TASKS TO COMPLETE
• A. In the commentary on legislators and the COVID-19 vaccine, which vaccine priority group did legislative leadership ask to be placed in?
• B. Proceed with the commentary on legislators and the COVID-19 vaccine, writing on from its final paragraph.

READING PASSAGE
GUEST COMMENTARY: Legislators shouldn’t skip the line for COVID-19 vaccine
As members of the Alaska State Legislature, we are chosen by the people of Alaska, our friends, and neighbors, to go to Juneau and make the difficult decisions necessary for our state government to function properly. It can be easy to get caught up in the glamour of the process and fancy titles and power, but we are still ordinary Alaskans. We are members of our communities, who serve in a temporary role in making sure state government works for the people of Alaska.
I was recently made aware of a letter submitted to the Advisory Committee on Immunization Practice, or ACIP, by Alaska’s Legislative Leadership requesting that the Legislature and staff be considered “Essential Workers” and be prioritized into group 1b to receive the vaccine before many of our fellow Alaskans. I was disappointed to see this request. I do not support it, and I was never even asked to consider it before it was sent.
The request by legislative leadership to move to the front of the line shows how out of touch they are with the people that they serve. Lawmakers are not elite, we are Alaskans just like our constituents, who have been elected to serve in an important role in state government.

SUPPLIED RECORDS
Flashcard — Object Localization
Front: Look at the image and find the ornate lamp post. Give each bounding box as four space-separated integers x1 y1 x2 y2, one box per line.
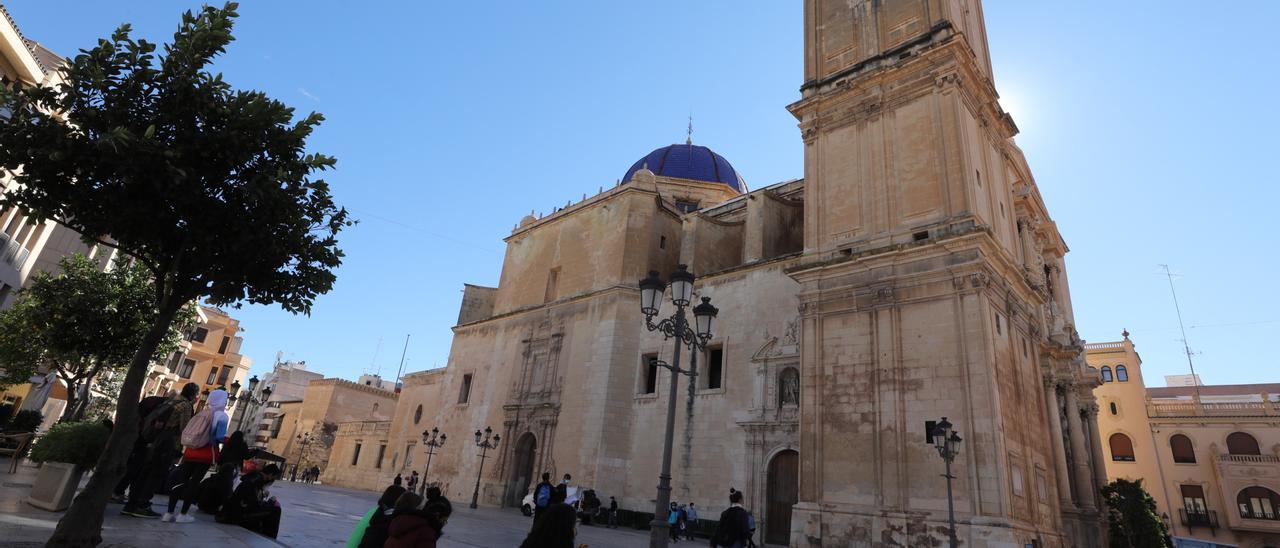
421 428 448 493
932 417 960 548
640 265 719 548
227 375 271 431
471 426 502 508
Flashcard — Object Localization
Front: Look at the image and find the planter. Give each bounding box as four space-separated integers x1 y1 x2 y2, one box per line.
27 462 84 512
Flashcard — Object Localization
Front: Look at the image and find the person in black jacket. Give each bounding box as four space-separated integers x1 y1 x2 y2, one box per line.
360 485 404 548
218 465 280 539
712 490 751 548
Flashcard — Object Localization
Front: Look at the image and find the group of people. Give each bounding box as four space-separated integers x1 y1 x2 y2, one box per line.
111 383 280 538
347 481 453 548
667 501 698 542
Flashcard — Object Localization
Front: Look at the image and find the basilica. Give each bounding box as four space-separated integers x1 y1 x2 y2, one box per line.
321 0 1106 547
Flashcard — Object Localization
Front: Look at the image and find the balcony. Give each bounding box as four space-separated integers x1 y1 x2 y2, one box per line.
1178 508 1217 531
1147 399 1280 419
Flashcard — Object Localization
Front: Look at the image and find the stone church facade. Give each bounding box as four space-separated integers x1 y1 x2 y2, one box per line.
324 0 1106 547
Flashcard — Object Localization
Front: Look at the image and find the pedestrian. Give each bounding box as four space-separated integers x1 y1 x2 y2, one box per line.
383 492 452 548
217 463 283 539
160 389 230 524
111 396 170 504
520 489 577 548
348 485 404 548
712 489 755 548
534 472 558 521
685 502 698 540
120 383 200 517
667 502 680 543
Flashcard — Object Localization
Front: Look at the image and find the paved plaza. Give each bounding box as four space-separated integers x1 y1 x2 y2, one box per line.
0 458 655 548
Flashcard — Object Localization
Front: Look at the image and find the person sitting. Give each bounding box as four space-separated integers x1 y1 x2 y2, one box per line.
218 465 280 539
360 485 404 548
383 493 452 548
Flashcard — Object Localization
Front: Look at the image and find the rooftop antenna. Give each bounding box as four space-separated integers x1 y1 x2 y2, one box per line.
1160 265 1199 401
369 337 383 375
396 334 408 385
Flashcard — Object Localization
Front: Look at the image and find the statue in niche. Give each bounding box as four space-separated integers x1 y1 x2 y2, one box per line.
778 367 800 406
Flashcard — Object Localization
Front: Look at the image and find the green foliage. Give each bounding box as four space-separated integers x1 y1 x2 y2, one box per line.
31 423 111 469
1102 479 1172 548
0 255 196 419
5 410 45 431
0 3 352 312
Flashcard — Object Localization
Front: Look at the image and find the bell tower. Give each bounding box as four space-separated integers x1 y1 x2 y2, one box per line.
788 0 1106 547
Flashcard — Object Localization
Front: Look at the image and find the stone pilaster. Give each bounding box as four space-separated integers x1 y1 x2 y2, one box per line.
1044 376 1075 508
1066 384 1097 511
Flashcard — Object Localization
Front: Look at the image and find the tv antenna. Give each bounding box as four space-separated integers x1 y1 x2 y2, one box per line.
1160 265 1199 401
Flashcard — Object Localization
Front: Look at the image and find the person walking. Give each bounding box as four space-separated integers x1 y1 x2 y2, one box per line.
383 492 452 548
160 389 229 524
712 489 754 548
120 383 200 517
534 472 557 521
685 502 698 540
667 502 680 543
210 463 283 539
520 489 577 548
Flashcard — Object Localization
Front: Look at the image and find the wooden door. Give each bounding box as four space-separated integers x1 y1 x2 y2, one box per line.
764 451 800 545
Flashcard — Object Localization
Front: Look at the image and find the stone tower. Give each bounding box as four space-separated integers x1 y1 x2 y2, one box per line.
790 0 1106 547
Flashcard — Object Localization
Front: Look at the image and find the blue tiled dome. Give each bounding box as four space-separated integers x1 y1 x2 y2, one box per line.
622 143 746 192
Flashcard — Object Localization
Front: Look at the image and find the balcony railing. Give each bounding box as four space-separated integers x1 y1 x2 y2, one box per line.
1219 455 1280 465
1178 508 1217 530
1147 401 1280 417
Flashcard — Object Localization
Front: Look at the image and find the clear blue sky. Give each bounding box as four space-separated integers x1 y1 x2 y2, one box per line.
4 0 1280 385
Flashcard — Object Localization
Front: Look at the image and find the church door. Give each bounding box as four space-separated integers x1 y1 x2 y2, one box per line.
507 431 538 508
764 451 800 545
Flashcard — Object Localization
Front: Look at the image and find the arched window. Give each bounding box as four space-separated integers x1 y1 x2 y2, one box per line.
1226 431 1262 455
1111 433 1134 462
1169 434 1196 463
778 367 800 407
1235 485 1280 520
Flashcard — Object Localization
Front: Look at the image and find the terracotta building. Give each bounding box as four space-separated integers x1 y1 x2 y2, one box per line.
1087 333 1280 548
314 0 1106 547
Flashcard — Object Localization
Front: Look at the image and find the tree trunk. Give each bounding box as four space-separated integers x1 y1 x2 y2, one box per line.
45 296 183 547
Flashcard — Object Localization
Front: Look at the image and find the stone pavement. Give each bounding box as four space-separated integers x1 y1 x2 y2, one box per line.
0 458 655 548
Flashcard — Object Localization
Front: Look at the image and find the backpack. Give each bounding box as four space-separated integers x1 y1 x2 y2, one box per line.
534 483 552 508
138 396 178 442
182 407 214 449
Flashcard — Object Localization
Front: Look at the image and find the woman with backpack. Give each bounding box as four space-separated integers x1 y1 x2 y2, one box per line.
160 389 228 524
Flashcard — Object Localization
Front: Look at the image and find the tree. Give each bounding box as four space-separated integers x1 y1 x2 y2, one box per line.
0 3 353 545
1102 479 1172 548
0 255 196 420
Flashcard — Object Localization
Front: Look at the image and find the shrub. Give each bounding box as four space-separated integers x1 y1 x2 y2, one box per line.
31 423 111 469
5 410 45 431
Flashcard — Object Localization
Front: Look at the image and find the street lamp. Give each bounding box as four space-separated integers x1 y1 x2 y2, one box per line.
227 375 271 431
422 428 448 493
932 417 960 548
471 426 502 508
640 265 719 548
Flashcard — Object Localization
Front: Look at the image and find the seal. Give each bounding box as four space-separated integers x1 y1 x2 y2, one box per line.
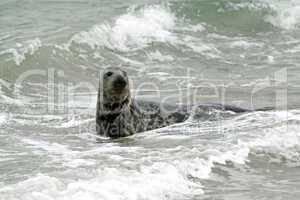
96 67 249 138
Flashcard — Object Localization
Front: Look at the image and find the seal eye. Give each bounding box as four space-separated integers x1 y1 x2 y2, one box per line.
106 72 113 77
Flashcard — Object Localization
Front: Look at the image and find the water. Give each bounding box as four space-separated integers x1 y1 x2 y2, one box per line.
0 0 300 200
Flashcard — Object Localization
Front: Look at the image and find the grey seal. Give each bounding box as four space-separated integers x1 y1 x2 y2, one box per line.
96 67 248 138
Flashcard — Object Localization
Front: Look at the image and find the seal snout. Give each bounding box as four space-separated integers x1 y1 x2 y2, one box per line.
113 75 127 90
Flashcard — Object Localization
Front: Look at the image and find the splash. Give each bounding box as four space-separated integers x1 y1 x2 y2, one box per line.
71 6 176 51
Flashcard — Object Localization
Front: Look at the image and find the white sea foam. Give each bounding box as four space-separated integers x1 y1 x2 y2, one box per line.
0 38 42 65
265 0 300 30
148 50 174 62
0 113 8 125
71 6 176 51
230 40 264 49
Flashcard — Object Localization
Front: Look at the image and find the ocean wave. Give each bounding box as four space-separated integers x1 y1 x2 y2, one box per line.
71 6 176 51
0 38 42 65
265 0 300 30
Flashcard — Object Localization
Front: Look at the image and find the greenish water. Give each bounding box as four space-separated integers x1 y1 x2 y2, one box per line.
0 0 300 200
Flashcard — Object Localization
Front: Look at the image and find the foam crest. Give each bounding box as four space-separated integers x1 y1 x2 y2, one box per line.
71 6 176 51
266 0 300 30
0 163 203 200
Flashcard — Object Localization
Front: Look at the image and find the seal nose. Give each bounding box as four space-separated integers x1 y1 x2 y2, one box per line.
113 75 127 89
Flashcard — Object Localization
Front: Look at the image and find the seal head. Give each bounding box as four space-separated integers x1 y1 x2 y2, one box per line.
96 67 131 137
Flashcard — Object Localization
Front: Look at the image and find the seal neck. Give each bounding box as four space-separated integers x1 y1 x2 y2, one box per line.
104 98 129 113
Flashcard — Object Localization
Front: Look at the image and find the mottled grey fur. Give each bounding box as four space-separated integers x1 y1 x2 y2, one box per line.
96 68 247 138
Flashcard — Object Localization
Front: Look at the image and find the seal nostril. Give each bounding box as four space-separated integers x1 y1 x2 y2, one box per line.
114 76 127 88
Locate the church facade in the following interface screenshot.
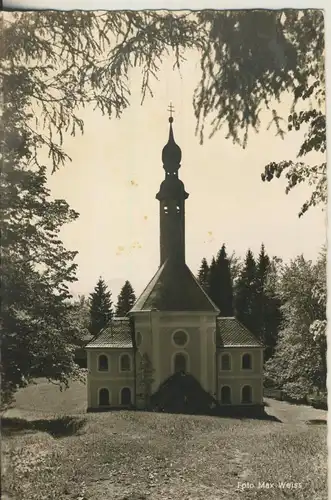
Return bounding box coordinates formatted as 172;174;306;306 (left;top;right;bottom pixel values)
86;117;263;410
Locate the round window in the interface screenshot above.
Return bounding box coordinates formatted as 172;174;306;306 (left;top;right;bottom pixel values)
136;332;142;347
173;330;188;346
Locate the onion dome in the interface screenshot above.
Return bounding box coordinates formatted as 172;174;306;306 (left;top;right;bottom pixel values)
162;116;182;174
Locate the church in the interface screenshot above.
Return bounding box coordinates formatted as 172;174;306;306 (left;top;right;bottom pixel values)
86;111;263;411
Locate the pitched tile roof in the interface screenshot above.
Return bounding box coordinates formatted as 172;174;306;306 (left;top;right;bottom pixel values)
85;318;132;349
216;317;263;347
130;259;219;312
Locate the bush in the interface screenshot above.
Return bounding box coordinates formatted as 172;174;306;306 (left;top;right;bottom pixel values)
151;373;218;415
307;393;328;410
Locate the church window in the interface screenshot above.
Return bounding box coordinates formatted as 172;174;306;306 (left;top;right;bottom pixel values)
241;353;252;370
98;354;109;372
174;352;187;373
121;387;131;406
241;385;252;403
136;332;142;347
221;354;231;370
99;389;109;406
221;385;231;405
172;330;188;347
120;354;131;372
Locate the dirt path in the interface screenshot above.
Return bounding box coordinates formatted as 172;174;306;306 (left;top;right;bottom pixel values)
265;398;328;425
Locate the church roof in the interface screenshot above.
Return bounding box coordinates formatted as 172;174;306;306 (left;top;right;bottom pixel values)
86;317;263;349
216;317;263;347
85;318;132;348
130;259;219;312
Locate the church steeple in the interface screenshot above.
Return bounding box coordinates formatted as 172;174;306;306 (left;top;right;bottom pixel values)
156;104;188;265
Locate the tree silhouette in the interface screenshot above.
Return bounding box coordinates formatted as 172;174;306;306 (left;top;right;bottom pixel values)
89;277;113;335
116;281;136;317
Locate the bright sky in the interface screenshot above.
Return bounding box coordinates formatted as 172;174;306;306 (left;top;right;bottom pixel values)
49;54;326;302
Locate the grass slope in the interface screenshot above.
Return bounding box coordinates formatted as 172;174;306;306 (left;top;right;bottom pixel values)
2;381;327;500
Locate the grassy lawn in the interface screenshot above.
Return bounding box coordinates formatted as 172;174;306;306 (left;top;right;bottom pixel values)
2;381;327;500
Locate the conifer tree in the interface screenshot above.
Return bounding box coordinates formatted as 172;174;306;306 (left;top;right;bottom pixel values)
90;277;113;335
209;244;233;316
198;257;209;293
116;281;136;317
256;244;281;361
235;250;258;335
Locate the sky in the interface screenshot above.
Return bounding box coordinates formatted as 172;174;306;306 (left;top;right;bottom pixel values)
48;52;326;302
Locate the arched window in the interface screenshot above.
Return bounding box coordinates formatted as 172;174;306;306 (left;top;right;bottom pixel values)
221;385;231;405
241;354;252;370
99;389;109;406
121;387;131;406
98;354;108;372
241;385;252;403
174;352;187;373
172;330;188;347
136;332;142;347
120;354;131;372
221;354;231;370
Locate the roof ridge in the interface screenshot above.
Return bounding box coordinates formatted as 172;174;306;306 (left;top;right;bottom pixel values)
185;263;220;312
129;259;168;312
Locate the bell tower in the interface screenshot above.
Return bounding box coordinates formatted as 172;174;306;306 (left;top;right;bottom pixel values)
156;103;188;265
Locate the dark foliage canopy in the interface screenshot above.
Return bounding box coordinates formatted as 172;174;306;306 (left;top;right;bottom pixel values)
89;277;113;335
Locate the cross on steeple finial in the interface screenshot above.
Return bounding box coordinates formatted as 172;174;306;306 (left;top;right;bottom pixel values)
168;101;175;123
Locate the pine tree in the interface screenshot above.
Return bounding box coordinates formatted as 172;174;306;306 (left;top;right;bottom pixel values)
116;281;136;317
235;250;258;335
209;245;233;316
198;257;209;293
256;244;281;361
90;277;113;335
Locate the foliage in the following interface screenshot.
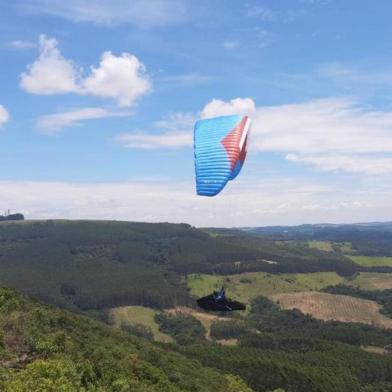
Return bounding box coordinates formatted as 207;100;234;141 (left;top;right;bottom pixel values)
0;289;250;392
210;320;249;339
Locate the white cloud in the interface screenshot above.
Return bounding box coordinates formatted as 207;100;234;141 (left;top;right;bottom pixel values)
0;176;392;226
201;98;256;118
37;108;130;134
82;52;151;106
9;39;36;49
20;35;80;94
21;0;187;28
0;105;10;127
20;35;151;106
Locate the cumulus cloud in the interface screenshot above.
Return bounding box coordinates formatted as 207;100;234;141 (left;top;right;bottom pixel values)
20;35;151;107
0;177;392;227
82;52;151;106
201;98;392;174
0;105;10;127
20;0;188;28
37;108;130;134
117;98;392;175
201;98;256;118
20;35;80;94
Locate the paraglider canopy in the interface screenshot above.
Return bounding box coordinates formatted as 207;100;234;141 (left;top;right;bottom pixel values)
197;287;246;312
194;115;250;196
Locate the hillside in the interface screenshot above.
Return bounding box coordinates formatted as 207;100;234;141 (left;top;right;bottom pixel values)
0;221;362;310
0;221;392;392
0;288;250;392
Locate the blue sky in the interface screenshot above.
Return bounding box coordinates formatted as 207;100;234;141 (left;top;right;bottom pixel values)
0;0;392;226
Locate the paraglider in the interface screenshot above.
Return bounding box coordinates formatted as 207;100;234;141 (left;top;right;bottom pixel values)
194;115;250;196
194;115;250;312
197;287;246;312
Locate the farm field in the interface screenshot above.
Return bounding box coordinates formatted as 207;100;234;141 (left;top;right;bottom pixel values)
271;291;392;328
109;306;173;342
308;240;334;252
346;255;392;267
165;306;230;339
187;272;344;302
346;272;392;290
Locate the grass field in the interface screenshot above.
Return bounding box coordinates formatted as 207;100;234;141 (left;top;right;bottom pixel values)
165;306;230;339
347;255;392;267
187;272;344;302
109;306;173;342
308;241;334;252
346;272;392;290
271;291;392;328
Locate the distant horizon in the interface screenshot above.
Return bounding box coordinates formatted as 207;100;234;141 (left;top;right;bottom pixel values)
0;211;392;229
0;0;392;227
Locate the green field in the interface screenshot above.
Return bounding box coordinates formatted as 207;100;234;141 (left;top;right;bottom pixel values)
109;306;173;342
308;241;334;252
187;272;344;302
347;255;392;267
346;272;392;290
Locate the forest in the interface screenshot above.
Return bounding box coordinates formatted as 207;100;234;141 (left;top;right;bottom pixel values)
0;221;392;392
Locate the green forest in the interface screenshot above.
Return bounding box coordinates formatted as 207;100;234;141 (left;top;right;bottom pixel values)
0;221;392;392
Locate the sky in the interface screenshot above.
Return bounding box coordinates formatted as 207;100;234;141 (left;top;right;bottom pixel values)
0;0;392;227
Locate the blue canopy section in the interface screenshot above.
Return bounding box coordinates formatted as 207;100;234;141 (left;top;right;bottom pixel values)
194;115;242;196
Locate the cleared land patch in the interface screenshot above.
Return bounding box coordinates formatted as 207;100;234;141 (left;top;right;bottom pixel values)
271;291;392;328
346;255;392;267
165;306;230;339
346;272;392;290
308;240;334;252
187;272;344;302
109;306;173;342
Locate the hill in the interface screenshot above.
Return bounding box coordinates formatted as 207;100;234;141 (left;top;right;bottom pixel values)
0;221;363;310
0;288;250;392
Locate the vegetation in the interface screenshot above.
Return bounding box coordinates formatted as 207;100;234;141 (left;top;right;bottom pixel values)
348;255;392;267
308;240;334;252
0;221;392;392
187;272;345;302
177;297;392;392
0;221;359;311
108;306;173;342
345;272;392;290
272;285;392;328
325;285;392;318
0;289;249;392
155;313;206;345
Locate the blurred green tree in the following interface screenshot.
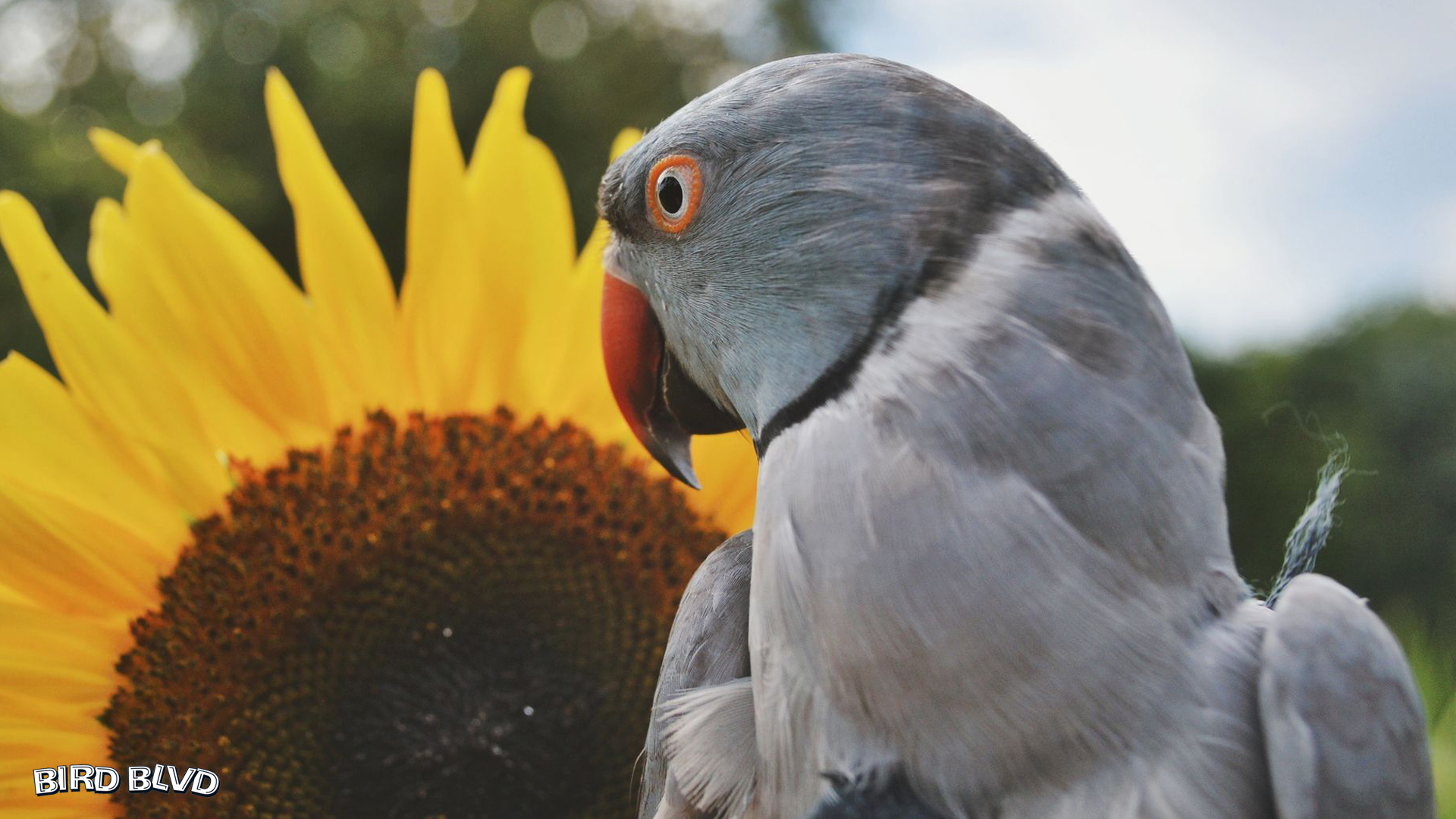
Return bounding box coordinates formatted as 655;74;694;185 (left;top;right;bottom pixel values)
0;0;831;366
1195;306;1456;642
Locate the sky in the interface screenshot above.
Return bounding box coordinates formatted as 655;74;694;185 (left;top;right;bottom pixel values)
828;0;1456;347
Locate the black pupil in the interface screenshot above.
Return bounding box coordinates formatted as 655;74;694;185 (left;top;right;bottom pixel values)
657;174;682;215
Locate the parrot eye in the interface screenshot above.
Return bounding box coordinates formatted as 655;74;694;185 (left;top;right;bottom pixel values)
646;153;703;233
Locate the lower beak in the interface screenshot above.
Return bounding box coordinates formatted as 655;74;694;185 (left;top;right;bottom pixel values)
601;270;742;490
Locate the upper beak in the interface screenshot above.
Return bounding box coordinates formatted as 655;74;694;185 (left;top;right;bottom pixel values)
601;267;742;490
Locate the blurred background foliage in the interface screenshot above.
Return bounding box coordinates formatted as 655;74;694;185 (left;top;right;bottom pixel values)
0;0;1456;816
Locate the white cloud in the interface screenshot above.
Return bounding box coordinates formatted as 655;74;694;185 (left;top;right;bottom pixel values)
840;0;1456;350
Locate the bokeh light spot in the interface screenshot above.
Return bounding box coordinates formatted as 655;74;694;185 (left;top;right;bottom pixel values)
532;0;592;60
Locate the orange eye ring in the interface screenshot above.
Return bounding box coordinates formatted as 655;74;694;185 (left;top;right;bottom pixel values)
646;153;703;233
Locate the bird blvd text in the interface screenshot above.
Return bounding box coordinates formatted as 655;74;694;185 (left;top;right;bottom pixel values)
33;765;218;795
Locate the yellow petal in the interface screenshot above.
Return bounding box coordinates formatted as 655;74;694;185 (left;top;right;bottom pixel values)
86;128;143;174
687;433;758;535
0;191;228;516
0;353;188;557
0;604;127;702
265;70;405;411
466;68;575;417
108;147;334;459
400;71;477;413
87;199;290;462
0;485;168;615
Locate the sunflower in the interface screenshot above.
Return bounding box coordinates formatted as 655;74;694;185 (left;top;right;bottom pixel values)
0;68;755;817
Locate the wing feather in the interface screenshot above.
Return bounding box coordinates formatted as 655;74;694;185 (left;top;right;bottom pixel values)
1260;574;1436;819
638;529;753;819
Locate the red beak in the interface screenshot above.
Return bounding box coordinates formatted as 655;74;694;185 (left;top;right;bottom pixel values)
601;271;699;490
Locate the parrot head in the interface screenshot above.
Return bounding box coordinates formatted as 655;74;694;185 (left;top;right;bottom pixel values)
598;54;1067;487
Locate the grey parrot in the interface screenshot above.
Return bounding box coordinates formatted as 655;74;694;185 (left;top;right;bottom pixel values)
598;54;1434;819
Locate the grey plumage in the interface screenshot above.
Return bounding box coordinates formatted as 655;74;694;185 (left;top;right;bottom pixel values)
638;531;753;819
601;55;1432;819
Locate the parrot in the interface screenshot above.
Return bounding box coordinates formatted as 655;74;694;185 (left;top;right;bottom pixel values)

SOLVED TASKS
• A. Group 1b

• B.
Some of our members and staff likely fall into higher risk categories, should they contract COVID-19. But these people should and will be prioritized by their risk factors, just like every other Alaskan. We should let the ACIP make their decisions based on science and reason, and each of us individually will be included in line for the vaccine as an Alaskan, not because we are legislators.
For nearly a year, we have watched Alaskans adapt to working and going to school online, meeting each other outdoors or on videoconference.
We have seen businesses be incredibly innovative and continue to serve their customers outdoors and online.
The Legislature can also easily work online, and I cannot fathom a good reason why we would not do that to prioritize the health and safety of those at risk that legislative leadership are concerned about. We have asked Alaskans across the state to do it, there is no reason we cannot temporarily do it ourselves.
The COVID-19 pandemic has upended our way of life. Alaskans have lost their lives to this disease; families are grieving lost loved ones. Our economy has been decimated, people are out of work, Alaskans are losing their businesses. These heartbreaking stories are real. But there is hope on the horizon.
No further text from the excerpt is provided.